En la última década en América Latina se han suscitado una serie de reformas constitucionales que reconocen un conjunto de derechos a las poblaciones indígenas, entre los que se encuentra el derecho a ser consultados en las decisiones gubernamentales que afectan los territorios que habitan. Este reconocimiento parte de dos premisas:

1).- una existencia previa de grupos indígenas a la creación de los Estados nacionales que fue históricamente ignorada, por lo que existe el imperativo moral de reparar un daño histórico;

2).- que en una sociedad democrática se deben respetar los patrones económicos, sociales y culturales de la vida de grupos minoritarios y vulnerables.

Por todo ello, las constituciones de varios países de la región garantizan no sólo la autonomía de estas poblaciones, sino también su autodeterminación.

(...) es en la defensa de los grupos menos favorecidos cuando se observa el temple democrático de quienes gobiernan. Esta defensa, es necesario señalarlo, no es arbitraria, sino que está constitucionalmente establecida, lo que le da herramientas al gobernante en caso de que su postura sea atacada.

Este reconocimiento constitucional fue producto de la organización y movilización de los sectores indígenas a partir de la década del 90, ante el avasallamiento producido a los territorios que habitaban por parte de empresas mineras, madereras, hidrocarburíferas y también del narcotráfico. Con ello, además, se buscaba no sólo otorgarles protección, sino también incluirlos como sujetos políticos en el ámbito democrático.

Si bien el reconocimiento de derechos a grupos vulnerables es enfatizado hoy en día por la comunidad internacional como una necesidad para profundizar la democracia en los países, su cumplimiento pleno no está exento de tensiones, sobre todo cuando los gobiernos deben tomar decisiones en torno a la construcción, en territorios indígenas, de obras públicas de amplia envergadura y de alto impacto económico a nivel nacional.

Esta tensión no sólo está lejos de resolverse, sino que es fuente de importantes conflictos políticos y de complejos procesos judiciales, como lo atestiguan las experiencias de la construcción de la presa hidroeléctrica La Parota en el estado de Guerrero, en México; de la explotación hidrocarburífera en la amazonía ecuatoriana, o de la apertura de una carretera que atraviesa el parque nacional y territorio indígena Isiboro-Sécure en Bolivia.

DATOS LISTADOS:
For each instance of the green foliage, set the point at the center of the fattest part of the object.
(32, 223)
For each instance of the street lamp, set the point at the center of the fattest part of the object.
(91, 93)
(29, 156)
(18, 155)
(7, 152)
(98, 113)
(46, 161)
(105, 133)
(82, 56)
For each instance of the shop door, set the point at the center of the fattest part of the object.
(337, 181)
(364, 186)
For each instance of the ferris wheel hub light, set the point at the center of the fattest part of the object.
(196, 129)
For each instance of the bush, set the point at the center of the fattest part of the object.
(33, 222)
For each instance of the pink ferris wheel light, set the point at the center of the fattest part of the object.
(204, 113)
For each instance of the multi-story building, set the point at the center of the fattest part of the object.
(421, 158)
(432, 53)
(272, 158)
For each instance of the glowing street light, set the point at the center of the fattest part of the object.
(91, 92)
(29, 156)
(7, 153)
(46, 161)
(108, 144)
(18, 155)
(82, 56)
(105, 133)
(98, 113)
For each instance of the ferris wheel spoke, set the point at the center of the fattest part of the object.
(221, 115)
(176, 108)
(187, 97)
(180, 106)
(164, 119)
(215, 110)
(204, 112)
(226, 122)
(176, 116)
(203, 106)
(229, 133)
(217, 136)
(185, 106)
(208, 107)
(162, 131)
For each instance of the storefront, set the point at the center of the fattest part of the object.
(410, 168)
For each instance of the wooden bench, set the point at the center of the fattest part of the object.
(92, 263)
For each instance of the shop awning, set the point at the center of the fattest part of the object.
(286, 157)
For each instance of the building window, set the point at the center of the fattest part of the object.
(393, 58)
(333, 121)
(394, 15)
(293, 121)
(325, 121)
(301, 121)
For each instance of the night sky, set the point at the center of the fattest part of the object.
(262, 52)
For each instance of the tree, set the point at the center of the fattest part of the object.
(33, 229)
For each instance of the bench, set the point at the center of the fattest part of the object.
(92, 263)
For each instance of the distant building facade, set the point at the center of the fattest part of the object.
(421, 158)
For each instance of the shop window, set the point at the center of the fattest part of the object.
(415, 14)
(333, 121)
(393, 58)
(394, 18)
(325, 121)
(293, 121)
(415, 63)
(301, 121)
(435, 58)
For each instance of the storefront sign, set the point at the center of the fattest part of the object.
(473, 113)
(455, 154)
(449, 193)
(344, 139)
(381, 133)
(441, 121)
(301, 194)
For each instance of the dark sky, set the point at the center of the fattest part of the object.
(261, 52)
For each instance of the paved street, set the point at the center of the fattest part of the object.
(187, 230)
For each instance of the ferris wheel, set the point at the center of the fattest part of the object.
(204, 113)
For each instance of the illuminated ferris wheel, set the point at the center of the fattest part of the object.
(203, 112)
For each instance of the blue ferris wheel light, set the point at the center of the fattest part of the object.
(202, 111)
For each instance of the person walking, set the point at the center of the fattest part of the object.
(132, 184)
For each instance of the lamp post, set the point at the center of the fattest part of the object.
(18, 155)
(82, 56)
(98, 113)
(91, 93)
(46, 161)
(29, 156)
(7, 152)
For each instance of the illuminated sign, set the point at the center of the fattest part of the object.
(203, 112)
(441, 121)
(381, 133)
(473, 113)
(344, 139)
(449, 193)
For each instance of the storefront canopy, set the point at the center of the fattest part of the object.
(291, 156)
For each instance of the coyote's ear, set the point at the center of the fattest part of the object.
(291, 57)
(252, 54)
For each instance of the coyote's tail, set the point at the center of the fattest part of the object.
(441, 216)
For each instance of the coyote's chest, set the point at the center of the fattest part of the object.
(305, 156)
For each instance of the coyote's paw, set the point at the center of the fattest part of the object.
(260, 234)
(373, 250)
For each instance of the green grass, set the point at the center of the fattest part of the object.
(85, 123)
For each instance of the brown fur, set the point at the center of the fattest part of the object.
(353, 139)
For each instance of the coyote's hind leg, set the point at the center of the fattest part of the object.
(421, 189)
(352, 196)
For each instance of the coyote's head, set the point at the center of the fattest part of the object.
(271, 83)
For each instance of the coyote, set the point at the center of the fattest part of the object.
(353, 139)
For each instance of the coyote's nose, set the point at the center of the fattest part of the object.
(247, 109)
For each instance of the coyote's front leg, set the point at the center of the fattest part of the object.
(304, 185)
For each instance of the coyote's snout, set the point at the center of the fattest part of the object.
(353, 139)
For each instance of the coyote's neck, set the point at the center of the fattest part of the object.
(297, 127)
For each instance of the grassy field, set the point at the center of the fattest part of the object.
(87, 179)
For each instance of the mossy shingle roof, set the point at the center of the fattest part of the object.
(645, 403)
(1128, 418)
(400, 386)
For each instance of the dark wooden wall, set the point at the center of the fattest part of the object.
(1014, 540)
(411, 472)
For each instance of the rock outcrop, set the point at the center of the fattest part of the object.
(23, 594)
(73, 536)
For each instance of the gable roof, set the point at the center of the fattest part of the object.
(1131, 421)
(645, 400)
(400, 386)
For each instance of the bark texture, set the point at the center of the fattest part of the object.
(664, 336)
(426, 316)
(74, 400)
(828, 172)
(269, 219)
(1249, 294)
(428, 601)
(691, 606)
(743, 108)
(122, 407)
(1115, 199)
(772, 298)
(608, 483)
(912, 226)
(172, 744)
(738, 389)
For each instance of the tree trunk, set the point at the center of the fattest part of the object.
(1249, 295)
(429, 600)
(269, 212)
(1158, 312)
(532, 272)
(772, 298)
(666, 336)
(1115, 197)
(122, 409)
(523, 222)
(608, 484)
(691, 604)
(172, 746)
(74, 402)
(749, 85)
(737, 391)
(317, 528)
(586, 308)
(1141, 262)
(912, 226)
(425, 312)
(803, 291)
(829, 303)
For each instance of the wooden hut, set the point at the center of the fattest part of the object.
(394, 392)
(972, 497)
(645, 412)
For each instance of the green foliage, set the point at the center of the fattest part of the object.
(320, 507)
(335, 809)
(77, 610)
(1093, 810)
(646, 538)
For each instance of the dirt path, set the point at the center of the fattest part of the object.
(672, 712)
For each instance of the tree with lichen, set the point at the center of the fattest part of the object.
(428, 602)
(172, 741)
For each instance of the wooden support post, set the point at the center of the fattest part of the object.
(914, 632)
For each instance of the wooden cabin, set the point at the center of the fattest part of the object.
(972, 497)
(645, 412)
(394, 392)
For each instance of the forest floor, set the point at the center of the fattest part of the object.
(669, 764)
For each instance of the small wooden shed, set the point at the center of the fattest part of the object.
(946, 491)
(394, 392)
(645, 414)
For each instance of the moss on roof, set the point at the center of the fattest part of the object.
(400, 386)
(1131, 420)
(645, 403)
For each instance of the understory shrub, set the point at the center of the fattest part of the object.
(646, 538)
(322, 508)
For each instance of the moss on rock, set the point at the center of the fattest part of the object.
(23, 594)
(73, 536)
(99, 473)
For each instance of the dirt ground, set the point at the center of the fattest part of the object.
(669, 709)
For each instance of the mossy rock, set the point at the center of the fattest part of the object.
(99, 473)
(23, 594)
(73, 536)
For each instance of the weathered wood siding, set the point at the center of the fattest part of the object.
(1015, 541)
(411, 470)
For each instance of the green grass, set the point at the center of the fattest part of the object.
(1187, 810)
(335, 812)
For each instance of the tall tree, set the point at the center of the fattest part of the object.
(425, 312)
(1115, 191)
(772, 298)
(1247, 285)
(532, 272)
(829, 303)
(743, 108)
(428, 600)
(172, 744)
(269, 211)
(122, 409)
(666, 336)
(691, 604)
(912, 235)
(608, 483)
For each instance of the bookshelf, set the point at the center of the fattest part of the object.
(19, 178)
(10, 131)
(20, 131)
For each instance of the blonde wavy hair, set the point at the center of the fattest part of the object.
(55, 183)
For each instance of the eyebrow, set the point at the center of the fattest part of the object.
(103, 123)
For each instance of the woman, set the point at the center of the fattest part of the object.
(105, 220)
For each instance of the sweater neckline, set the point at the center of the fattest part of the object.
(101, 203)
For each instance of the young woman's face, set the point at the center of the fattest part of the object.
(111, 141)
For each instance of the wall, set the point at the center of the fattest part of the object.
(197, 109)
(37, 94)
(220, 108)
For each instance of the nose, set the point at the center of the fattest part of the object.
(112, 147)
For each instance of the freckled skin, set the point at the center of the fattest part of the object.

PROBLEMAS POR RESOLVER:
1 - En el fragmento sobre los derechos indígenas, ¿puedes sustituir "minoritarios" por "marginados" y copiar el tramo desde "2).- que en" hasta "minoritarios y vulnerables."?
2 - ¿Qué presa hidroeléctrica del estado de Guerrero menciona el fragmento sobre los derechos indígenas?
3 - ¿Puedes proseguir el fragmento sobre los derechos de consulta indígena en América Latina a partir de su última oración?
Los datos no intervienen para nada en esto.

RESPUESTAS:
1 -
2).- que en una sociedad democrática se deben respetar los patrones económicos, sociales y culturales de la vida de grupos marginados y vulnerables.

2 - La presa hidroeléctrica La Parota.

3 -
La tensión que se señala se produce cuando las urgencias económicas de los países chocan con el respeto a derechos, pero suele destacarse más cuando se trata de derechos de grupos vulnerables. En el caso latinoamericano el cuadro es aún más complejo, por cuanto estos grupos son aquellos cuya inclusión política se demandaba en aras de profundizar la democracia. Es entonces que se pone a prueba la vocación democrática de los gobernantes, cuando en un contexto de crisis económica, de problemas fiscales de los Estados o de presión de sectores política y/o económicamente poderosos, se escoge el camino del respeto al procedimiento constitucional establecido o se opta por la imposición de las mencionadas obras. Es importante tomar en cuenta que la segunda opción no convierte por sí misma a un gobierno en autoritario.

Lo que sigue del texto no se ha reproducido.